__WRITTEN REQUEST A__
Can you reproduce, word for word, the lines of the listing starting with the line that contains "You are given a photograph. For the sky" and going on through the last line of the listing?

__READING PASSAGE__
>>>

# "Blasted Heath" for String Quartet



## Torkelburger

A new piece of mine for string quartet called "Blasted Heath". I hope you enjoy. Comments welcome. Thank you.

www.youtube.com/watch?v=BS5NTp7b-xE


----------



## esharpe

Most Excellent: Need to listen to it more than once


----------



## violadude

Someone's been listening to lots of Shostakovich.


----------



## Torkelburger

Lately I’ve been listening to a lot of Martinu, Schnittke, Fine, Berger, Stravinksy, and Vaughn-Williams.

I compose with my imagination using the compositional techniques I was shown in school. For this piece I used techniques from every chapter in Vincent Persichetti’s _Twentieth Century Harmony_ book (as I do for the majority of my large scale compositions). All 13 chapters.

<<<

__WRITTEN REQUEST B__
Does the forum thread about "Blasted Heath" support each statement? Answer yes or no, and quote the deciding words of the thread. (i) Torkelburger drew on techniques from every chapter of Persichetti's harmony book for this piece. (ii) Torkelburger names Shostakovich among the composers heard lately. (iii) esharpe says a single listen was enough.

__EXCERPTED RECORDS__
>>>

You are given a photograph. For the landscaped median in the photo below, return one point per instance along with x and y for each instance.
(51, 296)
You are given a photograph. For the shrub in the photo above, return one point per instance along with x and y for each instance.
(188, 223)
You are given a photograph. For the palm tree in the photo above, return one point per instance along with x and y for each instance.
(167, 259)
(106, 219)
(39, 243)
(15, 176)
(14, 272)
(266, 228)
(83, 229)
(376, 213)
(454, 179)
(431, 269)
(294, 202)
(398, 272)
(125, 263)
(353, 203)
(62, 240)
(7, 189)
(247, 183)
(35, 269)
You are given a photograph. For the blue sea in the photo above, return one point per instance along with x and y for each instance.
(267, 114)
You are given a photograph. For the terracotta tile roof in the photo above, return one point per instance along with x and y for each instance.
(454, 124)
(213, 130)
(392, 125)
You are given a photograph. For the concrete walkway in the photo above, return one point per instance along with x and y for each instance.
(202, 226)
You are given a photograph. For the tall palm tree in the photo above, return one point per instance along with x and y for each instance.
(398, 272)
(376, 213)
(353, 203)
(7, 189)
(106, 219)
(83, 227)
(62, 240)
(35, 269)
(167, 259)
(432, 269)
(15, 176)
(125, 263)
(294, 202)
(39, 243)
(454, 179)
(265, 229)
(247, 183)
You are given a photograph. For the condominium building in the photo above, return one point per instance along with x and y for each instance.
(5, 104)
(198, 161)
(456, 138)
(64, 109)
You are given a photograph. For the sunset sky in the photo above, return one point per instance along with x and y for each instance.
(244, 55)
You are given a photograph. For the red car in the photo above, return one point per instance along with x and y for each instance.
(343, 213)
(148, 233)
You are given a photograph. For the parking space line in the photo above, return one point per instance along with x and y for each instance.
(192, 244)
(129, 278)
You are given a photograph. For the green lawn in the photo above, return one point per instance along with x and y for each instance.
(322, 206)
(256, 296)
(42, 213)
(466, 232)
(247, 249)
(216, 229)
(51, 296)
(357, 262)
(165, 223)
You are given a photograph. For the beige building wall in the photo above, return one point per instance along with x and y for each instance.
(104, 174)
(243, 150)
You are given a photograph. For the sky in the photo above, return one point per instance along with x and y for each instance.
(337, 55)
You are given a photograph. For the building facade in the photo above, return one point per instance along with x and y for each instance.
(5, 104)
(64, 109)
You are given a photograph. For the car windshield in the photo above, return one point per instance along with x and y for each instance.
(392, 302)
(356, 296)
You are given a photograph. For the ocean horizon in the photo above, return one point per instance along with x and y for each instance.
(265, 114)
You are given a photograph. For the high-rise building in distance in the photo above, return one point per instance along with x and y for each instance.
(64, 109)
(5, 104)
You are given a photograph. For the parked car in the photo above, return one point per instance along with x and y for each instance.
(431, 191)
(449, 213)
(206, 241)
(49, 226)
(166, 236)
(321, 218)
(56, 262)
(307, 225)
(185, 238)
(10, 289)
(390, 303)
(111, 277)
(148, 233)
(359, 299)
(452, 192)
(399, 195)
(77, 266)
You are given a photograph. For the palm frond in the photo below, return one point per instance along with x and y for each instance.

<<<

__RESPONSE A__
You are given a photograph. For the sky in the photo above, return one point per instance along with x and y for each instance.
(337, 55)
You are given a photograph. For the building facade in the photo above, return one point per instance along with x and y for each instance.
(5, 104)
(64, 109)
You are given a photograph. For the car windshield in the photo above, return one point per instance along with x and y for each instance.
(392, 302)
(356, 296)
You are given a photograph. For the ocean horizon in the photo above, return one point per instance along with x and y for each instance.
(265, 114)
You are given a photograph. For the high-rise building in distance in the photo above, return one point per instance along with x and y for each instance.
(64, 109)
(5, 104)
You are given a photograph. For the parked car in the photo above, return one point per instance along with x and y for each instance.
(431, 191)
(449, 213)
(206, 241)
(49, 226)
(166, 236)
(321, 218)
(56, 262)
(307, 225)
(185, 238)
(10, 289)
(390, 303)
(111, 277)
(148, 233)
(359, 299)
(452, 192)
(399, 195)
(77, 266)
You are given a photograph. For the palm frond in the photo below, return one point per instance along with x and y for each instance.

__RESPONSE B__
(i) Yes: "For this piece I used techniques from every chapter in Vincent Persichetti’s _Twentieth Century Harmony_ book"
(ii) No: "Lately I’ve been listening to a lot of Martinu, Schnittke, Fine, Berger, Stravinksy, and Vaughn-Williams."
(iii) No: "Need to listen to it more than once"